* Begin RECORD LIST *

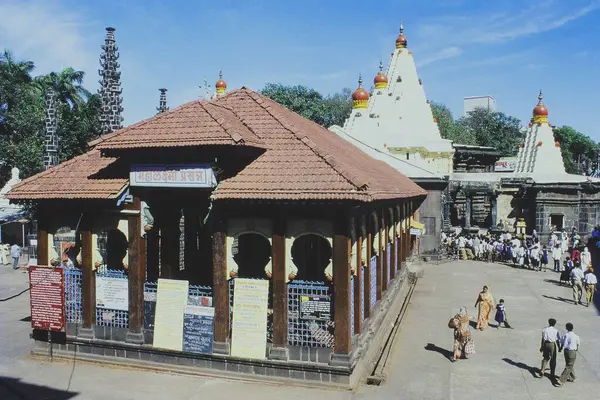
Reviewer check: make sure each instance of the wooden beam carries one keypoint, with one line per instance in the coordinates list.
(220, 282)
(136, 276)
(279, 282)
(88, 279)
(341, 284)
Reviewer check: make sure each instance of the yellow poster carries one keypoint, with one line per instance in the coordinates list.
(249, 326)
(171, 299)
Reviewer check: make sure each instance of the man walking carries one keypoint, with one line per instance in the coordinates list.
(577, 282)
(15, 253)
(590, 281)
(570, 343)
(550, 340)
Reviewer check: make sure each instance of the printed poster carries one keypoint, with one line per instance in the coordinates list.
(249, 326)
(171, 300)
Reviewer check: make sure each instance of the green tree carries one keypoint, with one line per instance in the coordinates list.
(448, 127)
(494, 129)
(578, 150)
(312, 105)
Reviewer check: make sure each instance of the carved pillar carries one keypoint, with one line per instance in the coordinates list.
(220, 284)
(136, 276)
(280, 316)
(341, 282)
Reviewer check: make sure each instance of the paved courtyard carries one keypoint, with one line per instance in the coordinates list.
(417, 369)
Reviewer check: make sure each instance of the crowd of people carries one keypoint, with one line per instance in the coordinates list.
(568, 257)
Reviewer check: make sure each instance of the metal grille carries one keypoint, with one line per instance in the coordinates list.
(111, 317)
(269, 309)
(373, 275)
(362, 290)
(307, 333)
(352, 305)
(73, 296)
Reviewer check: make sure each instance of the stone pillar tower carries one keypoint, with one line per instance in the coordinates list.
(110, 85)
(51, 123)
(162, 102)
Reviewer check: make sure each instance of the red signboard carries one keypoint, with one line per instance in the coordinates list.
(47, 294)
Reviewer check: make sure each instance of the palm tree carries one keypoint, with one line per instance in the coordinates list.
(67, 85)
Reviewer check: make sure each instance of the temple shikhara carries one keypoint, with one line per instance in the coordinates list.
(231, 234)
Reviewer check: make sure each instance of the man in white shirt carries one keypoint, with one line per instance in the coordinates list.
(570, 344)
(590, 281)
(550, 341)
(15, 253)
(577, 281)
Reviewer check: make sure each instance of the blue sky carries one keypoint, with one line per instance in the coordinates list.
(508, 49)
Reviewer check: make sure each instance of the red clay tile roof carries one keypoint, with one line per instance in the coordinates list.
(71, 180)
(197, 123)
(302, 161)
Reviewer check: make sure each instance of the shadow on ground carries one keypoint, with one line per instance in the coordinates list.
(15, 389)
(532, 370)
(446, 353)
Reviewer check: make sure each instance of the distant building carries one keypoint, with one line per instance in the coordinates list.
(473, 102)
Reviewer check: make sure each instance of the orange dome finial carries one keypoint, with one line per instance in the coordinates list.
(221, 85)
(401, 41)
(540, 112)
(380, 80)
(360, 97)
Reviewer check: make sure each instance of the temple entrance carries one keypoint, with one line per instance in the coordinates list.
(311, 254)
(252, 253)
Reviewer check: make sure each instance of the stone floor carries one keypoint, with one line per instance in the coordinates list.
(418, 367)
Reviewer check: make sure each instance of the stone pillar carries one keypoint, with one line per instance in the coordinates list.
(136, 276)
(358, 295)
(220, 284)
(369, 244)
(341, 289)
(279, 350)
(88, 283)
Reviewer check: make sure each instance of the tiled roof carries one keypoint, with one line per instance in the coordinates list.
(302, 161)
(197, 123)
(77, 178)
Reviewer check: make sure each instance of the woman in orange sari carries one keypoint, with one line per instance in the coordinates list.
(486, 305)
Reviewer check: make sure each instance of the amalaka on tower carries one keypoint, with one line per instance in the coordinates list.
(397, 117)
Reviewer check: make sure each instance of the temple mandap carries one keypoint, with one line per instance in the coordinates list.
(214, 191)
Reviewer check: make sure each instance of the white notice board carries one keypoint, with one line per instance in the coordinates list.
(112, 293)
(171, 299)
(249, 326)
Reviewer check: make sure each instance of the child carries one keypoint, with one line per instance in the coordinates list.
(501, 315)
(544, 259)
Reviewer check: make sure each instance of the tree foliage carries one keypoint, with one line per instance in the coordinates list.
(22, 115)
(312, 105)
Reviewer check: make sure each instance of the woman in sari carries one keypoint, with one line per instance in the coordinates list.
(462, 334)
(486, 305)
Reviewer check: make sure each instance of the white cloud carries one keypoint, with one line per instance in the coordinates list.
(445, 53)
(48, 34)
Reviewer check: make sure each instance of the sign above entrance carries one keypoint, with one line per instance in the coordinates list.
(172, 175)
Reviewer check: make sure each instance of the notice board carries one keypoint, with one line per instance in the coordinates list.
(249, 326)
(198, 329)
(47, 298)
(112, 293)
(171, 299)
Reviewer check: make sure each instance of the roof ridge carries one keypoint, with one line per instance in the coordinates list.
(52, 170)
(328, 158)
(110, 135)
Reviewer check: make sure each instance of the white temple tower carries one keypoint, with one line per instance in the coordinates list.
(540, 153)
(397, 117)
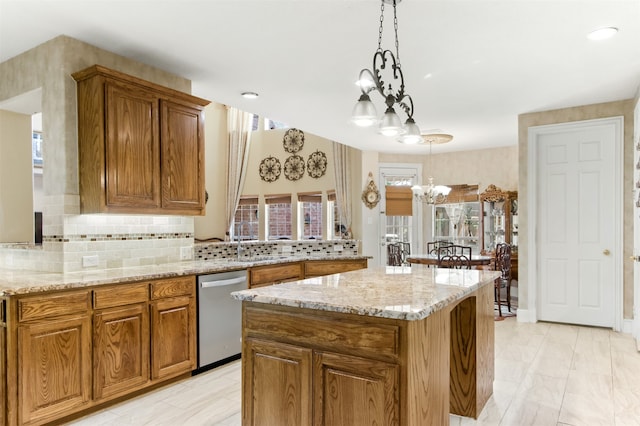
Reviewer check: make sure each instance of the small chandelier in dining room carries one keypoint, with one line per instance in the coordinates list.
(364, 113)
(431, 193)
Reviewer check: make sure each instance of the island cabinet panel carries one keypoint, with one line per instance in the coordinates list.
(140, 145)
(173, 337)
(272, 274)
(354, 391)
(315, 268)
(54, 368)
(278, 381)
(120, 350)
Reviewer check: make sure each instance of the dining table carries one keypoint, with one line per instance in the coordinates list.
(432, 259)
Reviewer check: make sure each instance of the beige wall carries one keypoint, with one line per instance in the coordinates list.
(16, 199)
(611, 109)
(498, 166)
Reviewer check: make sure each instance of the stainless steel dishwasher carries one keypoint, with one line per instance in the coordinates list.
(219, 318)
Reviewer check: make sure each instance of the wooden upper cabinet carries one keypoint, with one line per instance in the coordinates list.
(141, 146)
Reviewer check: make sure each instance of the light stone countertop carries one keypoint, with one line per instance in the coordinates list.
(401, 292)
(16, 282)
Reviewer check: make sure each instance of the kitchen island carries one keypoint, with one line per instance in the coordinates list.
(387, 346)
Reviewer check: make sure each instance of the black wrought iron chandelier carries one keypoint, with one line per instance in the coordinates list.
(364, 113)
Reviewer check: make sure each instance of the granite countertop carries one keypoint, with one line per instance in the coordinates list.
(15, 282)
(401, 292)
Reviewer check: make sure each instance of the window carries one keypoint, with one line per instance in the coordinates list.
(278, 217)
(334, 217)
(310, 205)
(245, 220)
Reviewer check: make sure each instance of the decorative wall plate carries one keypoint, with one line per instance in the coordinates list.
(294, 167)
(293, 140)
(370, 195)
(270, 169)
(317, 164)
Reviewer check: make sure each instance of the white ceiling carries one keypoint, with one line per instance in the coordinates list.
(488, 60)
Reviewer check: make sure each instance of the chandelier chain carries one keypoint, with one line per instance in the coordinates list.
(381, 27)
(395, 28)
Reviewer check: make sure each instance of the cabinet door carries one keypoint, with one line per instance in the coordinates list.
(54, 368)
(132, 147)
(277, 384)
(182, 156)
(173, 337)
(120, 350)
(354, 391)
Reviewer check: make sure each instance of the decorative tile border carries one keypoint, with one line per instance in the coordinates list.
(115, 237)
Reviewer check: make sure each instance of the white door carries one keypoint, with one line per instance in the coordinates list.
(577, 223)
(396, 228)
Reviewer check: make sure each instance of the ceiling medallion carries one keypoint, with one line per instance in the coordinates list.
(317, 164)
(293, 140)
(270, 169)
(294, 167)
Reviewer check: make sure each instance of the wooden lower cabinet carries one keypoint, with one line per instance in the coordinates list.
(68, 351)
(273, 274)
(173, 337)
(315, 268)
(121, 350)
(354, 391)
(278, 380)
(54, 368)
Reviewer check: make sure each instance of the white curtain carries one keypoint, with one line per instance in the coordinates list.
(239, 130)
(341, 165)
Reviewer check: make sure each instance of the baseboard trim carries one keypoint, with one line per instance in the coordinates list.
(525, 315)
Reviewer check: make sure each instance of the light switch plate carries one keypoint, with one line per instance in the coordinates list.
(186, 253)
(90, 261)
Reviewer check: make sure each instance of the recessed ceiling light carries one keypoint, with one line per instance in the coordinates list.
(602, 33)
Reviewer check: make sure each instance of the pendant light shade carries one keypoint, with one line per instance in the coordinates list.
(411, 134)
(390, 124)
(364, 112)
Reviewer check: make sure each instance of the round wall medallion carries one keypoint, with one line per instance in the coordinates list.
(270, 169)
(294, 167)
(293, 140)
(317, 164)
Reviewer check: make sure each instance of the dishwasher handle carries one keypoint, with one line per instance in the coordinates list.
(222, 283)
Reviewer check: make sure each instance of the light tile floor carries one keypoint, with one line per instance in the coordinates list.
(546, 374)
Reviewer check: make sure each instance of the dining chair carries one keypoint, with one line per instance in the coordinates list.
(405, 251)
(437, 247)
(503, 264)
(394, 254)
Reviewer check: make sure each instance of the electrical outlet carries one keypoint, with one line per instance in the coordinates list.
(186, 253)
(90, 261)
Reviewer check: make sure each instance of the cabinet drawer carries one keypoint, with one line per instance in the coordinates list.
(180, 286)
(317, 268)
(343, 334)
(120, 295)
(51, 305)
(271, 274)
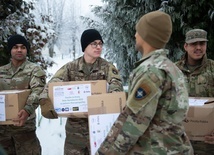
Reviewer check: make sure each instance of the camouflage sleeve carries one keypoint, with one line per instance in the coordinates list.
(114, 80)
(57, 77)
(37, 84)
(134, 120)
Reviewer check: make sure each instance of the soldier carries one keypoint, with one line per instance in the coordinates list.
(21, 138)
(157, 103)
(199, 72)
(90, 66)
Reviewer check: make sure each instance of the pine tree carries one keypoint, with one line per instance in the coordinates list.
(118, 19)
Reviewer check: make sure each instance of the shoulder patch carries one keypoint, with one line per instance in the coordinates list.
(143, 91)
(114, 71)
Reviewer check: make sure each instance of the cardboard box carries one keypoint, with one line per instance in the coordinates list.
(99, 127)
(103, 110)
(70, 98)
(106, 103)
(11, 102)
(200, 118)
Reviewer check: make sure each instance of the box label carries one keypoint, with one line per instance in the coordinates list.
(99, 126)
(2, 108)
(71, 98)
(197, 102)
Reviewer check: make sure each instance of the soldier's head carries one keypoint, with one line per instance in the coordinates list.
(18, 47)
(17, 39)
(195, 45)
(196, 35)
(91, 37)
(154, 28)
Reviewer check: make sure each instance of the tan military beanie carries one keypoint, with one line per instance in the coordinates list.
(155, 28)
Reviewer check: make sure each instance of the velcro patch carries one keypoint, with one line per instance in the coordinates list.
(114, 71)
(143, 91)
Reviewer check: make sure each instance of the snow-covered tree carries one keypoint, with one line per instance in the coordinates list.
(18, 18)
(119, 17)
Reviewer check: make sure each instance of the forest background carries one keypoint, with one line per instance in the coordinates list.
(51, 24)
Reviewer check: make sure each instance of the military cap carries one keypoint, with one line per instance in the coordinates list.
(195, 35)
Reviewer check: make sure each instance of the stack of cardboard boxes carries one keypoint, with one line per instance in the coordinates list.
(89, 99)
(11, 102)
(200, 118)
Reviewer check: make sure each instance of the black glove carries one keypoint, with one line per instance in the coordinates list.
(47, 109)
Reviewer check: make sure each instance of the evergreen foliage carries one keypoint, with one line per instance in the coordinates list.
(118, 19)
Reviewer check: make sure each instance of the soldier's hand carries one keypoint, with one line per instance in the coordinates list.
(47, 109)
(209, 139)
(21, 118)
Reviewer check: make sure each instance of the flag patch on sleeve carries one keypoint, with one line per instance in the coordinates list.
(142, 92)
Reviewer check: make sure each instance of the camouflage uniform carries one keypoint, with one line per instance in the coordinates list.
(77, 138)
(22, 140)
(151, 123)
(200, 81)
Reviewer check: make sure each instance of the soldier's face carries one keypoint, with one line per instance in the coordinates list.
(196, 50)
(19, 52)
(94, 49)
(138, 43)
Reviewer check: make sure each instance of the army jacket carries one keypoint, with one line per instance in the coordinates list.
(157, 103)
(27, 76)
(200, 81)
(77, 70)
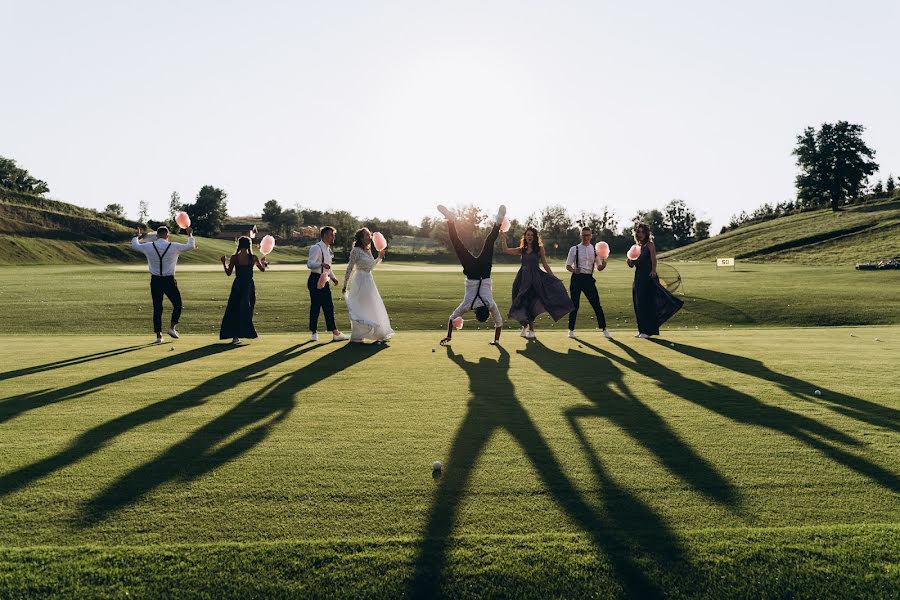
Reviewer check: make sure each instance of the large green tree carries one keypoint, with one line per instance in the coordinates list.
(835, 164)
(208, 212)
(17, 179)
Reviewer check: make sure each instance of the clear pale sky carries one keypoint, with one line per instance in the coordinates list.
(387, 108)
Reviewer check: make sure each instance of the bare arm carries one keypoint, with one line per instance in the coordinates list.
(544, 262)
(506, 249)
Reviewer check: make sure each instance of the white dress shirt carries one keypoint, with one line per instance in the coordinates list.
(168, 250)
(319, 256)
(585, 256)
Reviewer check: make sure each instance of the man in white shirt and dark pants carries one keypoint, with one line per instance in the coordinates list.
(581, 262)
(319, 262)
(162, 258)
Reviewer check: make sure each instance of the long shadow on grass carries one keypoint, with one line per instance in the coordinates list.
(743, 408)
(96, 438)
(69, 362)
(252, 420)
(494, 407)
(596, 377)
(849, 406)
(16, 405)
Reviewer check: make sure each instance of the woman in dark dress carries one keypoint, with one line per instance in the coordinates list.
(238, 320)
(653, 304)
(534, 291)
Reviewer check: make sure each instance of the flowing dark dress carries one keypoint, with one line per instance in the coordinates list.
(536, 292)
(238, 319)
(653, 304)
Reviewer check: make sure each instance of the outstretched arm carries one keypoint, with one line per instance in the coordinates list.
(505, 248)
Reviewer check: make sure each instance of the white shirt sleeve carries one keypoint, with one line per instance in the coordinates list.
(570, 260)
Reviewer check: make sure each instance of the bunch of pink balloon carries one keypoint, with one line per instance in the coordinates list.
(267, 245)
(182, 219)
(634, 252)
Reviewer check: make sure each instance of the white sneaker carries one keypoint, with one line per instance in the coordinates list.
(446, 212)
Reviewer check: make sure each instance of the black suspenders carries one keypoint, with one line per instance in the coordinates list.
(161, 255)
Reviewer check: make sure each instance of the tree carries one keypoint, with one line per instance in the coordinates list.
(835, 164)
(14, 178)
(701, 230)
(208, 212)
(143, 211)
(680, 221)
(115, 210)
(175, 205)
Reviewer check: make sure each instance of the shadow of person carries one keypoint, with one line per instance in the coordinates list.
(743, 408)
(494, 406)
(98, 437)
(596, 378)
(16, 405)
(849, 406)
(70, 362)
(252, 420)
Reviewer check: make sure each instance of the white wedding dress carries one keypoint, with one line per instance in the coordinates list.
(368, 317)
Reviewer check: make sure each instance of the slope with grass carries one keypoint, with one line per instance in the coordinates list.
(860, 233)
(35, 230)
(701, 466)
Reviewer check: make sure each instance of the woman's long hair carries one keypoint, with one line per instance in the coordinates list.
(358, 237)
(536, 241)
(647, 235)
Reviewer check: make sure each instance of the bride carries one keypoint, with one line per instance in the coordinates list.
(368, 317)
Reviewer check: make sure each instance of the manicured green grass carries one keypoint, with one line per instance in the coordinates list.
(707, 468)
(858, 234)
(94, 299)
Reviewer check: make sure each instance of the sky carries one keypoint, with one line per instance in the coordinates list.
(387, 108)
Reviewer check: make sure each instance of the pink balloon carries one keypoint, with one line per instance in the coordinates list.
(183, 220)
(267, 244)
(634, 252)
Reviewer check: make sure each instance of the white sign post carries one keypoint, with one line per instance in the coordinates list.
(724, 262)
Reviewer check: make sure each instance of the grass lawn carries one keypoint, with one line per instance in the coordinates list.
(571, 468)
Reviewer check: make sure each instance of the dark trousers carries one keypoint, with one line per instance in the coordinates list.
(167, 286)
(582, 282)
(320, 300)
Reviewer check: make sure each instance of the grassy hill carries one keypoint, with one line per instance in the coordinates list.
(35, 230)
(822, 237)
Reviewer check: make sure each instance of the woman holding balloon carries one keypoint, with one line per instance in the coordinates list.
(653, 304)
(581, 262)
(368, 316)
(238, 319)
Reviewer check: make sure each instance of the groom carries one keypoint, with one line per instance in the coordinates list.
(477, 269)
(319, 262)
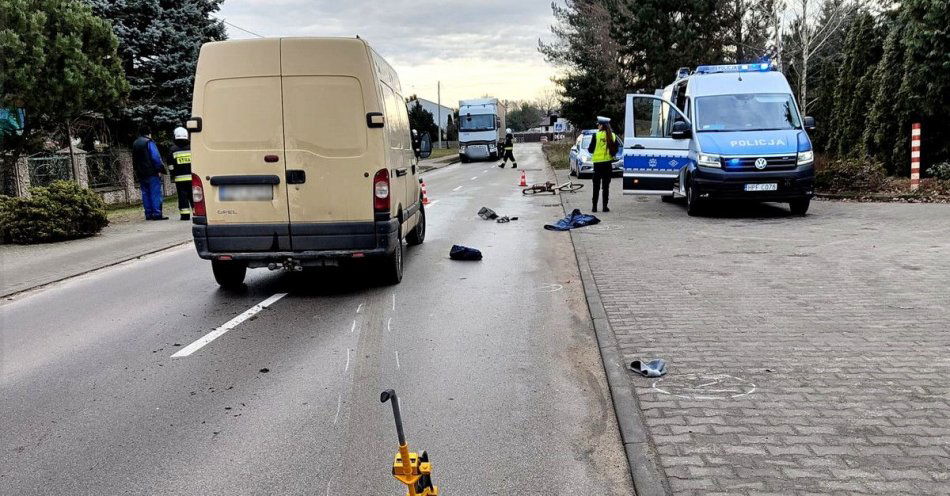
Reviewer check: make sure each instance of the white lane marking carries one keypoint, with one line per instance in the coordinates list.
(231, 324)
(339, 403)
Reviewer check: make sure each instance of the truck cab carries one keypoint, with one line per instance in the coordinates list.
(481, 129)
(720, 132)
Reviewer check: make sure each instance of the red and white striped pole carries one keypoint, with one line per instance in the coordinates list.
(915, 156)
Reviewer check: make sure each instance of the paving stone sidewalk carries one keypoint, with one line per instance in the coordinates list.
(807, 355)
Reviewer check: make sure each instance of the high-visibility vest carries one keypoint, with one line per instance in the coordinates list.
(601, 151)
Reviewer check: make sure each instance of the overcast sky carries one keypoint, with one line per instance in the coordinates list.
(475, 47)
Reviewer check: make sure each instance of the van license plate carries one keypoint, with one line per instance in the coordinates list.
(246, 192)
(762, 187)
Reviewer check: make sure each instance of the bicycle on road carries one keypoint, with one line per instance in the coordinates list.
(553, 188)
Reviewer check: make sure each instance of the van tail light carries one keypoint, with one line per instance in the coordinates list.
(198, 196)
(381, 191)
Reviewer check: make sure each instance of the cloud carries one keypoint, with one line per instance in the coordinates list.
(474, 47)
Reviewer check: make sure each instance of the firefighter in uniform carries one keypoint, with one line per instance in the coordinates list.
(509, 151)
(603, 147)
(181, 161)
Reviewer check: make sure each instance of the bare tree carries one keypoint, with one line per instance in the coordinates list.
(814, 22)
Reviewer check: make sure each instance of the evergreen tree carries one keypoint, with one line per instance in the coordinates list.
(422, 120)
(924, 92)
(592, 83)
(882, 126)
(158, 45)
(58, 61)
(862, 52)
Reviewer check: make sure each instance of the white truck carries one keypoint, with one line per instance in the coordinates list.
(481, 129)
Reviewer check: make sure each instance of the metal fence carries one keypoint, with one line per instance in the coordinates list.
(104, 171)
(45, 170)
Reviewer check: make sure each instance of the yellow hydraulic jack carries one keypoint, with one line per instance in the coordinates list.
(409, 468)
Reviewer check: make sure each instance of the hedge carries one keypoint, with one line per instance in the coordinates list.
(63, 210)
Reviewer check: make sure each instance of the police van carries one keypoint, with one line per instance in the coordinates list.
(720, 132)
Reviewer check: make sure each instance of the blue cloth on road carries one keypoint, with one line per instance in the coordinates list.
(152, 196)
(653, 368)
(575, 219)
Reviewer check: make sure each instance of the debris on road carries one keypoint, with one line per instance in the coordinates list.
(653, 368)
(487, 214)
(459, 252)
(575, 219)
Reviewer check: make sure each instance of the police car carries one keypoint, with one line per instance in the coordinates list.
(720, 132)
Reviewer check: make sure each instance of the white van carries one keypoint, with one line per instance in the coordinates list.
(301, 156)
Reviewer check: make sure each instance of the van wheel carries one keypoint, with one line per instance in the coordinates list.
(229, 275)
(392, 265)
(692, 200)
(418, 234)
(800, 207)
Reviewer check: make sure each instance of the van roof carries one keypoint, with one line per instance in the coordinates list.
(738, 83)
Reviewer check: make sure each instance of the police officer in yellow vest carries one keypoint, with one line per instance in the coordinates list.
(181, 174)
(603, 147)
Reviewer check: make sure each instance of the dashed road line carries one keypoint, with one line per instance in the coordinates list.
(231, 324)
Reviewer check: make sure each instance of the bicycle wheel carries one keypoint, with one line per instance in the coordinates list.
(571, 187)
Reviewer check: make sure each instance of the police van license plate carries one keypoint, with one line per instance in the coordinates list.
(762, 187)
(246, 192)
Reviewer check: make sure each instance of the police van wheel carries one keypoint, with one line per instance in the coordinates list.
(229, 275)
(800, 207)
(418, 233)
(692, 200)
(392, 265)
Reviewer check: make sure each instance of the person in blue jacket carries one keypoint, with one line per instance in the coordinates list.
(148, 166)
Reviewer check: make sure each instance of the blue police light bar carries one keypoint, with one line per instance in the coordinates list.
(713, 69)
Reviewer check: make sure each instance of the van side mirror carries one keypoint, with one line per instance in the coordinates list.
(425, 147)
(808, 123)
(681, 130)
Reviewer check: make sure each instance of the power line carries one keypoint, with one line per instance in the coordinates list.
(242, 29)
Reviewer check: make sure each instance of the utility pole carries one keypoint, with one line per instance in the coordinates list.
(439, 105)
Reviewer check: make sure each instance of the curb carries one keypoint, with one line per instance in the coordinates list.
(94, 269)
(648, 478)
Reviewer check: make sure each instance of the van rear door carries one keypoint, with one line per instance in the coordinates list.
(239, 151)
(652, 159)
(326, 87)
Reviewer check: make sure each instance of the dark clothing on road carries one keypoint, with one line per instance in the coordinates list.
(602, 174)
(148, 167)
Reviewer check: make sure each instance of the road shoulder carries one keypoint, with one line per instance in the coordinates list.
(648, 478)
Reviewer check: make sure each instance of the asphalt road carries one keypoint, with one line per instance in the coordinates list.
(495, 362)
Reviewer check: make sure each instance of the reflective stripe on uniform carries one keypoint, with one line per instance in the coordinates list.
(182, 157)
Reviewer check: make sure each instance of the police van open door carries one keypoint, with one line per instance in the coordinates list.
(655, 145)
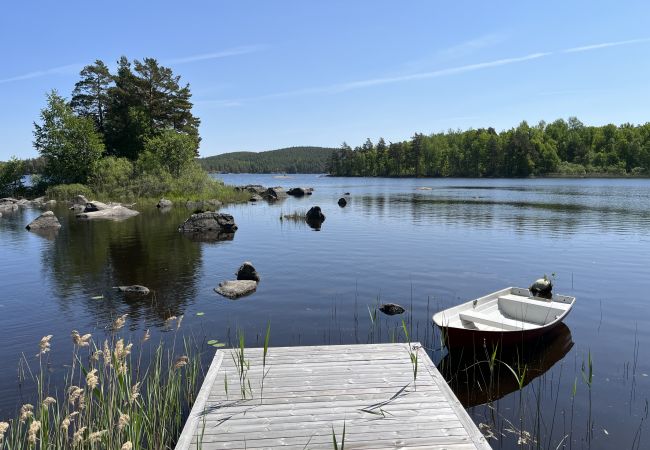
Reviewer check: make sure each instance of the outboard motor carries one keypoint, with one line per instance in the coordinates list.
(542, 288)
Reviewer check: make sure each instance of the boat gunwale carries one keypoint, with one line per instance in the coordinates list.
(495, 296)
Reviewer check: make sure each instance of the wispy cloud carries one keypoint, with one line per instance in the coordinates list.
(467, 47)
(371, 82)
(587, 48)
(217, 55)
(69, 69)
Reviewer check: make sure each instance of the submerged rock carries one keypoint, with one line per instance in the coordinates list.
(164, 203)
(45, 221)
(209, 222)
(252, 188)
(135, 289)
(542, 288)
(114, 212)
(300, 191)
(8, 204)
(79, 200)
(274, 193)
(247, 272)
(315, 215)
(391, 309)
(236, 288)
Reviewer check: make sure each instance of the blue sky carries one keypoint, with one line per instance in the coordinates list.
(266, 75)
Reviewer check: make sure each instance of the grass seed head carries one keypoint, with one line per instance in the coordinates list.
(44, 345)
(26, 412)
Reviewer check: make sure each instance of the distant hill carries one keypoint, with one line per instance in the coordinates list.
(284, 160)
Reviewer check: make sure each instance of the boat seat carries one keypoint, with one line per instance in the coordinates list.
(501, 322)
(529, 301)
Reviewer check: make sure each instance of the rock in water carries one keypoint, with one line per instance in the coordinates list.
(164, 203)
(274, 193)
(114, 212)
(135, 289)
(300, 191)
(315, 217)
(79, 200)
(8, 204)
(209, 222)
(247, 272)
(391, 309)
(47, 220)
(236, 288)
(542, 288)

* End RECORD LIST *

## REQUIREMENT
Only the lines from the one holding "Reviewer check: make sure each instance of the submerged" through the end of the listing should be given again, exactly and with both ends included.

## RESPONSE
Reviewer check: make sure each instance of the submerged rock carries one keypoint, with one line per instance in the coordinates list.
(164, 203)
(45, 221)
(209, 222)
(252, 188)
(135, 289)
(542, 288)
(114, 212)
(300, 191)
(8, 204)
(79, 200)
(274, 193)
(247, 272)
(315, 215)
(391, 309)
(236, 288)
Reviewer check: make sure each instance of the blue sky carries one keypoint, with one line per instance in the coordinates list.
(266, 75)
Reviewer check: make sure each instance of the grass seed head carries one keypoint, with one line per instance in the coordinates list.
(44, 345)
(26, 412)
Reviewer check: make sure each instance of the distant hill carries one keypoint, with one line per instance in the coordinates list.
(284, 160)
Reviewer check: make sure each instance of the boat seat carries one keypoint, with one line per instance in the coordinates list.
(501, 322)
(529, 301)
Reviewer check: make sure each instance of the rock in water carries one keypoint, with one line per instance in the coordinates list.
(164, 203)
(274, 193)
(114, 212)
(135, 289)
(300, 191)
(315, 217)
(79, 200)
(8, 204)
(209, 222)
(247, 272)
(391, 309)
(47, 220)
(236, 288)
(542, 288)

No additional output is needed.